All of the records must be repeated exactly as they read.

Supplied records
****************************************
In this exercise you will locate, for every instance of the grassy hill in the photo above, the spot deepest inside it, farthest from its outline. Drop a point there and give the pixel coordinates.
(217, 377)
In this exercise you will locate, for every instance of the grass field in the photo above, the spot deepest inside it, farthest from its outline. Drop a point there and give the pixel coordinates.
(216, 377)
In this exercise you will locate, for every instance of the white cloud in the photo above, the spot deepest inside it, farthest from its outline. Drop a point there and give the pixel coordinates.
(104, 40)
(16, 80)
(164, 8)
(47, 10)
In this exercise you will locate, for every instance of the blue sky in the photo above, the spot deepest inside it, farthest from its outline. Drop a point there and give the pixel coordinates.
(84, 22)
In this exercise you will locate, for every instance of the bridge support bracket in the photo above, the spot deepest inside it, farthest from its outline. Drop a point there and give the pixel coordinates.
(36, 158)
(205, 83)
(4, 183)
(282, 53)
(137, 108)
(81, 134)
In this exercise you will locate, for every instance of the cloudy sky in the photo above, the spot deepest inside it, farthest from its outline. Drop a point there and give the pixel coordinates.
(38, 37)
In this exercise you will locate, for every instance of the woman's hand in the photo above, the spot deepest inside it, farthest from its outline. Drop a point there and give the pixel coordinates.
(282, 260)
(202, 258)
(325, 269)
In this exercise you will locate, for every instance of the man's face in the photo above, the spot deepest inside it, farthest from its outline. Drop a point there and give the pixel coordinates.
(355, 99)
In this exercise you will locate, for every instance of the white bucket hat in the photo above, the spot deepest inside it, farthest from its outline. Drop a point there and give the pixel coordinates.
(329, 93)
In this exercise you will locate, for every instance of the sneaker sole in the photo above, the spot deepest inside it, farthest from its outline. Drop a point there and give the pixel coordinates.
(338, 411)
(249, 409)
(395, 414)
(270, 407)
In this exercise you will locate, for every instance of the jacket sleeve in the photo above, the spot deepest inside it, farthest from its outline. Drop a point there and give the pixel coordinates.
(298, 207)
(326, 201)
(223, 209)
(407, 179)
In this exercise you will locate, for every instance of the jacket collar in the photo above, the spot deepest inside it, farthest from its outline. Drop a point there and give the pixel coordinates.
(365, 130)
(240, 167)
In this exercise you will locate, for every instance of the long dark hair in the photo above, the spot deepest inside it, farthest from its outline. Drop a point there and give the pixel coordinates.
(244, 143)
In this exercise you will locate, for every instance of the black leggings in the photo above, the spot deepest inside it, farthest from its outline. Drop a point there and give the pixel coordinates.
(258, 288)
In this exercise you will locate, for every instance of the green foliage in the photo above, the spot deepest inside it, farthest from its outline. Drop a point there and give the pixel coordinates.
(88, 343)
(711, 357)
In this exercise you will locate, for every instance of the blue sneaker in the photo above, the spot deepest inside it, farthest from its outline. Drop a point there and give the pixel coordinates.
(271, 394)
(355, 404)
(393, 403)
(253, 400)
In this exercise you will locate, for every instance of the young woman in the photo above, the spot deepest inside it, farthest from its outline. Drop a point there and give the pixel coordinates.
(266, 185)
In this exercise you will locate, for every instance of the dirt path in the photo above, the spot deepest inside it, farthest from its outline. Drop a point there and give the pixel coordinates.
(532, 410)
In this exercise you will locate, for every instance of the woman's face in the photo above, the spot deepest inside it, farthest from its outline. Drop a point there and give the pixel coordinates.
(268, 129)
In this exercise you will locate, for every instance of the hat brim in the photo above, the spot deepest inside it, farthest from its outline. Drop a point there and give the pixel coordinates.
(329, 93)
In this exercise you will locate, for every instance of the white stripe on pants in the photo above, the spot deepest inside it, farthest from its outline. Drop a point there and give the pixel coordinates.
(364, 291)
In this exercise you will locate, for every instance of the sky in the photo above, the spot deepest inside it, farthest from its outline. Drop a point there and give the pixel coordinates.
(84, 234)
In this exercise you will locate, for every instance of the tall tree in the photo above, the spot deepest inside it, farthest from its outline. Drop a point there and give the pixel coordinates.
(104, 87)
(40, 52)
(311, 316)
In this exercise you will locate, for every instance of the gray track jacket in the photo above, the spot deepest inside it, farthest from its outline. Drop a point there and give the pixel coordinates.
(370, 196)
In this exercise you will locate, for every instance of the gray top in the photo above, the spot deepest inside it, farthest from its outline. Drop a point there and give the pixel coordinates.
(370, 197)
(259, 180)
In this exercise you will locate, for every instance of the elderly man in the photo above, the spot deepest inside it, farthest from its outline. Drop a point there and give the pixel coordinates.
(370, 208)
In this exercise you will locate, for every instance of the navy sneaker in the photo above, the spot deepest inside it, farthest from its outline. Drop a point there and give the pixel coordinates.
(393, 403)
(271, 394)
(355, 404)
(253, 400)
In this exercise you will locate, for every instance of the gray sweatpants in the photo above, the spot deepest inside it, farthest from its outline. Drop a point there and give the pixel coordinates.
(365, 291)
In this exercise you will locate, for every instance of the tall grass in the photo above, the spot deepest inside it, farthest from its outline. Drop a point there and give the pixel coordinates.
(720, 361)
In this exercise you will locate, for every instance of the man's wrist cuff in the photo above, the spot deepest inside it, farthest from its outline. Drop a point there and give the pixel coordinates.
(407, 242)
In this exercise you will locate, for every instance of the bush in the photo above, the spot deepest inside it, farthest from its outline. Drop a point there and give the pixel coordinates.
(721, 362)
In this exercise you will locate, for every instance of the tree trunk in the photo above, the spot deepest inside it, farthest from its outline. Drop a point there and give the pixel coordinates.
****************************************
Solved problem
In this exercise you will locate, for every instance of the grassy hill in the photo above, the spot deepest inside it, farthest from its outline. Drop a point there and give the pixel coordinates.
(217, 377)
In this exercise you will locate, for every instance of the grass field in the photo above, the spot deepest inside it, farthest from its outline. Drop a point there and give the pixel coordinates.
(216, 377)
In this exercise you will locate, for every instance of the white cloud in the photo above, the spot deepest inside it, farthest from its outline. Drop a point there and give the pixel coordinates.
(104, 40)
(16, 80)
(164, 8)
(47, 10)
In this exercise you will locate, for every instance of the blue sky in the photo above, the spot deepest inside it, farthest from its outline. Drop a point there and give the pixel coordinates.
(84, 22)
In this exercise you will locate, for every instance of the bridge support bracket in the photo above, the spot deepest inside it, farthest from its outline. Drop a point there and give the pixel coordinates.
(36, 158)
(205, 83)
(4, 183)
(282, 53)
(137, 108)
(81, 134)
In this exercise you will locate, for every instance of the cloudy sky in the photo above, the spot deepest inside it, farthest from its outline. Drop a point there and give the pixel coordinates.
(38, 37)
In this exercise you will locate, for every instance of the woman's hand in the photo above, the spot deepest inside it, farthest from its outline. Drop a point there and give the pixel coordinates.
(282, 260)
(202, 258)
(325, 269)
In this exercise you will locate, for every instance of the man's face in the photo above, the spot deepest inside it, farthest from its outline. Drop a point there and give the pixel coordinates.
(355, 99)
In this exercise you will locate, for every instance of the white bucket hat in the photo above, the spot deepest inside it, farthest from its outline. Drop a point there and give the pixel coordinates.
(329, 93)
In this exercise you will locate, for every instance of the sneaker sole in the photo above, the spot deepest inside it, farthest from its outline. Drop a point there and give the pixel coordinates.
(338, 411)
(249, 409)
(395, 414)
(270, 407)
In this exercise you will locate, for every instance of the jacket sleeve in the photo above, the spot deepest inside it, farthest from its outline. Drop a point there and give the pixel coordinates.
(298, 207)
(326, 201)
(223, 209)
(407, 179)
In this exercise you will locate, for every instance of the jacket collar in the photo above, the spot deepest inside it, farthest from its outline. Drop a point there and give the pixel coordinates.
(365, 130)
(240, 167)
In this exercise you will locate, for every instance of the long dark hair in the photo above, the spot deepest inside it, farthest from its outline. Drop a point there and give the pixel coordinates.
(244, 143)
In this exercise you will locate, for every instance of the black leggings in the photo above, the spot deepest inside it, farthest from its outline. Drop a point there and give the pixel coordinates.
(258, 288)
In this exercise you will locate, for every instance of the green foliage in the photo above, the spot deepest inside it, farthest from its outline. Drop a point there and give the pixel coordinates.
(88, 343)
(711, 357)
In this exercise you will locate, for every instance of the blue sneaker in the photo above, the spot deepest inside it, farthest from its outline. Drop a point there and give the pixel coordinates.
(271, 394)
(355, 404)
(393, 403)
(253, 400)
In this exercise you will locate, for every instance of the young woman in the photo above, the spot deepest inside it, farthest from its outline. Drop a point there and give the pixel coordinates.
(266, 185)
In this exercise you will locate, for every instance of the dirt path in the photo above, the spot deepest inside it, farthest from its outline. Drop a point there and give the pixel coordinates.
(532, 410)
In this exercise you will locate, for every instance of the woman's face in the photo above, the spot deepest inside it, farthest from its outline. Drop a point there and give the pixel coordinates.
(268, 129)
In this exercise you will locate, for every instance of the hat brim in the photo above, the spot deepest inside it, farthest from its outline. Drop a point there and give the pixel coordinates.
(329, 93)
In this exercise you will locate, for every instance of the white stripe on pants in the photo above, the spot deepest inside it, farthest from its outline. Drop a point there and give the pixel coordinates.
(364, 291)
In this exercise you will locate, for every instance of the sky in the photo above, the spot deepest inside it, farthest from its outline. Drop a point there and give the pixel coordinates.
(84, 234)
In this exercise you will locate, for every instance of the tall tree in the photo above, the spot deepest inside it, farthest from its outline. Drop a point there and give the pixel coordinates.
(104, 87)
(40, 52)
(311, 316)
In this exercise you will locate, for every instance of the gray track jacket in the photo above, the spot deepest inside it, farthest from its outline. Drop a point there and give the pixel coordinates.
(370, 196)
In this exercise you will locate, for every instance of the gray top in the photo above, the spot deepest inside it, farthest from its outline. Drop a point there and give the pixel coordinates.
(370, 197)
(259, 180)
In this exercise you will locate, for every instance of the elderly man in the photo above, the spot deepest inside it, farthest from its outline. Drop a point there and give the pixel coordinates.
(370, 208)
In this exercise you will locate, for every instance of the navy sneaker in the photo above, the spot deepest inside it, farthest from its outline. Drop a point there and give the pixel coordinates.
(393, 403)
(271, 394)
(355, 404)
(253, 400)
In this exercise you will locate, for every instance of the gray sweatpants in the photo above, the spot deepest inside it, farthest from its outline. Drop a point there and give the pixel coordinates.
(365, 291)
In this exercise you will locate, for every instance of the tall grass in the photo above, the spot deepest inside it, farthest from its outline. Drop a point there and give the pixel coordinates.
(720, 361)
In this exercise you will locate, for every instance of the man's wrist cuff in the photo above, the spot deepest inside it, farthest from its outline. Drop a point there and give the pixel coordinates.
(407, 242)
In this exercise you will locate, for every instance of the bush in the photo above, the spot deepest inside it, farthest from its outline. Drop a point there and give the pixel coordinates.
(721, 362)
In this exercise you will locate, for every instance of the tree trunk in the photo above, the spot deepest inside it, farthest from its outline. Drop a point there and give the pixel coordinates.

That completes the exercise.